WORK INSTRUCTION:
According to the text on Saudi nuclear cooperation, how much has Westinghouse spent this year lobbying Congress?

DOCUMENT EXCERPT:

- - - - -

A week after Energy Secretary Rick Perry met with his Saudi counterpart Khalid al-Falih, Undersecretary of State for Arms Control Andrea Thompson told Congress that the Trump administration wants any agreement to adhere to “the strongest standard possible” and “ensure that the enrichment and reprocessing and those abilities do not get proliferated.” But lawmakers remain skeptical of Riyadh’s intentions.
March comments from Crown Prince Mohammed bin Salman, which indicated that Riyadh would seek a nuclear weapon if Iran did, have further stoked concerns that the Saudis could use US technology for such a program. Furthermore, Washington’s agreement with the UAE allows it to revisit the agreement if the United States secures a more favorable agreement with another country, potentially sparking a nuclear arms race in the region.
The Saudis have hired a small army of law firms this year to push the administration and Capitol Hill on the issue. The Saudi Energy Ministry directly hired four firms — Pillsbury Winthrop Shaw Pittman, King & Spalding, Gowling WLG and the office of David B. Kultgen, a former Saudi Aramco executive — in February and March.
Lobbying disclosure forms indicate that Pillsbury met with senior officials at the National Security Council, State Department and Energy Department in March. The firm also met with a staffer for Rep. Gregory Meeks, D-N.Y., who sits on the House Foreign Affairs Committee, in April. In July the firm spoke with another staffer on the House Energy and Commerce Committee about “a staff delegation visit to Saudi Arabia.”
Domestic interests are also weighing in.
According to lobbying disclosures reviewed by Al-Monitor, US-based Westinghouse has spent $540,000 this year lobbying Congress against both the Merkley resolution and a separate House bill — the Nuclear Cooperation Reform Act — that would force the administration to make prohibitions on a nuclear weapons program part of any agreement with Riyadh. The firm hopes that contracts for at least some of the 16 nuclear reactors Saudi Arabia wants to build will help it crawl out of bankruptcy.

- - - - -

RAW DATA:
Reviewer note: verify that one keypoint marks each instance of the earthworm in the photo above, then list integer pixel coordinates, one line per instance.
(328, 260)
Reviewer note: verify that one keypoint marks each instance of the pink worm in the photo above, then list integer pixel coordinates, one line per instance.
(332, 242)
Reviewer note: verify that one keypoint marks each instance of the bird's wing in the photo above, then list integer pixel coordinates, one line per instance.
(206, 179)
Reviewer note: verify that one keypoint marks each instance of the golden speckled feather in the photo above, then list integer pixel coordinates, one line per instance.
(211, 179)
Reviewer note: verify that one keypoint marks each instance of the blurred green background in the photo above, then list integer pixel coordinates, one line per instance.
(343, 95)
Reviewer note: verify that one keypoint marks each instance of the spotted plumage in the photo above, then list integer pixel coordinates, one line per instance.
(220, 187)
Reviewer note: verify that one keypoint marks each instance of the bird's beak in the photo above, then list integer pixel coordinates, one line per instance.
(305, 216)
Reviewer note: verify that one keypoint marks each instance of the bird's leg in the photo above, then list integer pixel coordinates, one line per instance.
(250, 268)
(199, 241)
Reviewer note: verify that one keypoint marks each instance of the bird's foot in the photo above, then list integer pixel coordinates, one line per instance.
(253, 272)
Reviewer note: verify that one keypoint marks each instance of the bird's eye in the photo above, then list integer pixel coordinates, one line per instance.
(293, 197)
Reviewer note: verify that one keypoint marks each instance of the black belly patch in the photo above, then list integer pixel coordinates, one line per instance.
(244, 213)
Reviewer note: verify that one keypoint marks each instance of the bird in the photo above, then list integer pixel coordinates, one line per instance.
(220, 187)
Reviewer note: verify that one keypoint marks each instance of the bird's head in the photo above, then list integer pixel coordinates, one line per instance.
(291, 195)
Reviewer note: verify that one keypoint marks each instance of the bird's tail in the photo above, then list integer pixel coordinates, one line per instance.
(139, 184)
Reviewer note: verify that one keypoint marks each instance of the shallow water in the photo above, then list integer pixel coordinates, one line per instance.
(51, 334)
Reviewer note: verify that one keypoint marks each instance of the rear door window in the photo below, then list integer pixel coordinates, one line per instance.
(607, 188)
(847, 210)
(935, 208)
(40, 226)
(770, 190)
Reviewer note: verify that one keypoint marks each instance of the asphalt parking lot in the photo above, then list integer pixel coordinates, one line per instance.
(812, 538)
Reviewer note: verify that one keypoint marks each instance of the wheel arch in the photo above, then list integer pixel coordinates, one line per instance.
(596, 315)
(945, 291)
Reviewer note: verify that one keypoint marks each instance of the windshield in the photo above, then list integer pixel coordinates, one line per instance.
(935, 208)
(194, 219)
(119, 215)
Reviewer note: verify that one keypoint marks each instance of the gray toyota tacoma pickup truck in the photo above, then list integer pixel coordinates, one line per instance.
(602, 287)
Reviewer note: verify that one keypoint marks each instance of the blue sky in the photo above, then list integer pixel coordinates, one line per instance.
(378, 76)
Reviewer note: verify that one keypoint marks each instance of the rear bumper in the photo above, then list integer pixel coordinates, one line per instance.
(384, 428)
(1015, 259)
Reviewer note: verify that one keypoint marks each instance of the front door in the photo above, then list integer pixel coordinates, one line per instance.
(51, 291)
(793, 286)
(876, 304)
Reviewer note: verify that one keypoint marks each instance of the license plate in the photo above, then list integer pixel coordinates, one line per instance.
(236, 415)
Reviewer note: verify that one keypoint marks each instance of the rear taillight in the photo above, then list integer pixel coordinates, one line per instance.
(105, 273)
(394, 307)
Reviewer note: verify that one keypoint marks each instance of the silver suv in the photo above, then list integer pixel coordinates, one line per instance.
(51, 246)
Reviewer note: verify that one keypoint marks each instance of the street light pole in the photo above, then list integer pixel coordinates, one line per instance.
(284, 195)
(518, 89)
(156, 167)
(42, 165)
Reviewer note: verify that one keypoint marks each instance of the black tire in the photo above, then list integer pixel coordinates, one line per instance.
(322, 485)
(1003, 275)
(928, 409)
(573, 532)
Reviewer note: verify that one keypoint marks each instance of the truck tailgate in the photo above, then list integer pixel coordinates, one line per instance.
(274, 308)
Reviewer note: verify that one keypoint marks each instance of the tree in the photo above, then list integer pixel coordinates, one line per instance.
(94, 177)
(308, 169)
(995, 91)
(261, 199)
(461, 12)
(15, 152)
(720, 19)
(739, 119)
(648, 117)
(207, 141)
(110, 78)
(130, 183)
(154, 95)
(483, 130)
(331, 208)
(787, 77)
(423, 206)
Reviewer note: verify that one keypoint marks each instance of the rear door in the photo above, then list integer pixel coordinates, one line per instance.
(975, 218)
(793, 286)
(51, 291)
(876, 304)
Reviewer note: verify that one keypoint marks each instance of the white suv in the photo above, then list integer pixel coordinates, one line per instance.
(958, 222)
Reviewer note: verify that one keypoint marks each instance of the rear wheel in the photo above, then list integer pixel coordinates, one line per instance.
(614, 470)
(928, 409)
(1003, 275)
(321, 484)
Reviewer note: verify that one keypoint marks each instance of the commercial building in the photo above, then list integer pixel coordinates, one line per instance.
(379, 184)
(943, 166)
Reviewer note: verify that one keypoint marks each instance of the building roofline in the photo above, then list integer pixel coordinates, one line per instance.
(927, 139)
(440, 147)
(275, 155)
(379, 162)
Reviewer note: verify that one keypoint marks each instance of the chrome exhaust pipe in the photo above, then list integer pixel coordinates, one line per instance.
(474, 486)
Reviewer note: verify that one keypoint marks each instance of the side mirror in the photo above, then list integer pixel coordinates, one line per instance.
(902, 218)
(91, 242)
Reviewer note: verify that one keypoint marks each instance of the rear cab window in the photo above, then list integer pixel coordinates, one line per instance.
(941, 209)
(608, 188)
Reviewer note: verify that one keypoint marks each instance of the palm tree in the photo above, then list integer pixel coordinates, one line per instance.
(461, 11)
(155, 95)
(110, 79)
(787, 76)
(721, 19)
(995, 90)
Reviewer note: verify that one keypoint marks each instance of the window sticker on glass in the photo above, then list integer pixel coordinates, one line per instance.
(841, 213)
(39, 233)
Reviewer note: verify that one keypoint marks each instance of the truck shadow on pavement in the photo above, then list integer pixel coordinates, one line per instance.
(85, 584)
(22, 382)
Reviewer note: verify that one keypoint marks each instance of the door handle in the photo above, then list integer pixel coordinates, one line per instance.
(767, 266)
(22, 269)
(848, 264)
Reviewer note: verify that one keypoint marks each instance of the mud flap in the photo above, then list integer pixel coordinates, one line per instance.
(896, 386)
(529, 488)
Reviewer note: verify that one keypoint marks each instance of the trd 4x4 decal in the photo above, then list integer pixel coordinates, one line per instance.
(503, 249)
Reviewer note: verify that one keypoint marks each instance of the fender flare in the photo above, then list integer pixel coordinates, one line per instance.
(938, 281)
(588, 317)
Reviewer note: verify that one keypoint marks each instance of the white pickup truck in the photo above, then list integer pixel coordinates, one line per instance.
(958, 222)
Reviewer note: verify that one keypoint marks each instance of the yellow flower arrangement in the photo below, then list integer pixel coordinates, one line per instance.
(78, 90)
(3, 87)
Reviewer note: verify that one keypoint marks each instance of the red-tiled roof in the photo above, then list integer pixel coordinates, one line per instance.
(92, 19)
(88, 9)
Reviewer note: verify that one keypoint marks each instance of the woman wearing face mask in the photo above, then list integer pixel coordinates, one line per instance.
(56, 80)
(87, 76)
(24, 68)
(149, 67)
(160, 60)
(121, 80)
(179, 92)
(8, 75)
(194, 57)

- - - - -

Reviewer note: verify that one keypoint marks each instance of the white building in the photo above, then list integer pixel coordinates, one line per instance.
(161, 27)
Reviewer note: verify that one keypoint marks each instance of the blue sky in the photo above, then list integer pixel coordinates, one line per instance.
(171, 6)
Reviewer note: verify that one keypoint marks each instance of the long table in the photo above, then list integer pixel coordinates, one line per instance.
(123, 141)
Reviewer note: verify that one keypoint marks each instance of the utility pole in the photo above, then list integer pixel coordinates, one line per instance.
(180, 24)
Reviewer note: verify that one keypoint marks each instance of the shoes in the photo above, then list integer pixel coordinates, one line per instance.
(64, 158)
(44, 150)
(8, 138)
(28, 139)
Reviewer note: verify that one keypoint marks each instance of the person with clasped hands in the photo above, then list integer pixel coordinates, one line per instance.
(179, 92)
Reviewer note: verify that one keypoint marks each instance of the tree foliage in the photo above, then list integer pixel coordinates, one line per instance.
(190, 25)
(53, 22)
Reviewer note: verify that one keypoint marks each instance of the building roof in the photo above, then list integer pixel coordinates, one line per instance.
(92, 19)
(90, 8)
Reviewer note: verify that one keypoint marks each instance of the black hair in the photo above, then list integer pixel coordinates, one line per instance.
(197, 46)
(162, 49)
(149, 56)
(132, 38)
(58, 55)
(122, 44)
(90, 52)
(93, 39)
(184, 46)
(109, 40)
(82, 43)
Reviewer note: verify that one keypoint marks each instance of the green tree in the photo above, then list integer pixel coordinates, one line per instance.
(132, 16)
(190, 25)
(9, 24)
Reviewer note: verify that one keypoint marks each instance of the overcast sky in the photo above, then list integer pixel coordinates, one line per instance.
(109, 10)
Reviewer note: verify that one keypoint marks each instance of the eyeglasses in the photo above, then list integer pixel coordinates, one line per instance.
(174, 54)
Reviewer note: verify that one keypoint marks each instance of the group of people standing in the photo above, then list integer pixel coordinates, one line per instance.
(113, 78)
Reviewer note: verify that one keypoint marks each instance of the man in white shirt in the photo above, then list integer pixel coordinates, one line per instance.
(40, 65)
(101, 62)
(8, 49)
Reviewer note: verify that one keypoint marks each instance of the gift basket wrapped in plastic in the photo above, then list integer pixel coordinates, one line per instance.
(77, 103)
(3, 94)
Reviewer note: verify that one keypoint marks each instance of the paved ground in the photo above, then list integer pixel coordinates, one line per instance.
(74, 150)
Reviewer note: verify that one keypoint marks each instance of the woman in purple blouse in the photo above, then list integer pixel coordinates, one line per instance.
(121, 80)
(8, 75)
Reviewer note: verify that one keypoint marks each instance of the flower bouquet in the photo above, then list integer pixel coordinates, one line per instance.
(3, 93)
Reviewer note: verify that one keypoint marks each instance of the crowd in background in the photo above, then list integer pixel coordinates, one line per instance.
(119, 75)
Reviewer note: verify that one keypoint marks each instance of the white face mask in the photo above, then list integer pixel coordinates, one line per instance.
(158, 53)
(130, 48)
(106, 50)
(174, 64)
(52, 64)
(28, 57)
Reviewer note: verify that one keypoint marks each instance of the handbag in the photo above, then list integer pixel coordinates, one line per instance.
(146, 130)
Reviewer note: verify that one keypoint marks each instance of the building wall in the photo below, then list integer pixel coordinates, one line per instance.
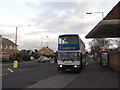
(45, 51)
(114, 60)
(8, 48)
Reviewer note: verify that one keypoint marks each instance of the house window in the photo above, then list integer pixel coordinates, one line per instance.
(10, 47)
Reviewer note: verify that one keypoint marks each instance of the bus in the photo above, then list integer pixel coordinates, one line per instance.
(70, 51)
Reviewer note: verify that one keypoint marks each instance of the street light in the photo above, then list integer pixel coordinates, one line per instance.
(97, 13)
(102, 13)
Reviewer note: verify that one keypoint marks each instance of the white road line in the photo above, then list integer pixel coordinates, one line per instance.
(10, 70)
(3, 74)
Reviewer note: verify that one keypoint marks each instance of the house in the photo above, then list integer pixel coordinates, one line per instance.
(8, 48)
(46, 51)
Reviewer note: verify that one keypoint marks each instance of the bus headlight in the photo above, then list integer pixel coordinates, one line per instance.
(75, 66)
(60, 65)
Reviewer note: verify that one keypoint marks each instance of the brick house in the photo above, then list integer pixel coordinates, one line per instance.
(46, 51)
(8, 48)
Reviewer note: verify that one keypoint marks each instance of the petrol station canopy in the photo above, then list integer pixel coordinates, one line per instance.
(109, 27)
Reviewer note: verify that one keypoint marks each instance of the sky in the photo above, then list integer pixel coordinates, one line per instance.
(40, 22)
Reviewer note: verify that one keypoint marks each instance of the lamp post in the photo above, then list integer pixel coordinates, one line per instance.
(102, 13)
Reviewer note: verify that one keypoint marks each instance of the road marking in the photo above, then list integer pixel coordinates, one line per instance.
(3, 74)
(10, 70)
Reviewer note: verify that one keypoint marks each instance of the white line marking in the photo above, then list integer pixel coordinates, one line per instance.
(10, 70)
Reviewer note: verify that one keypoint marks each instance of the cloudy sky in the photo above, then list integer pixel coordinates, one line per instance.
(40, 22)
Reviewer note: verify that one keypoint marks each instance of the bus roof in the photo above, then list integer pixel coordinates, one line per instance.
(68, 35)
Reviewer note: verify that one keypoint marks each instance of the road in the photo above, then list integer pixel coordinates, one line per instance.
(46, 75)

- - - - -

OUTPUT BELOW:
$540,000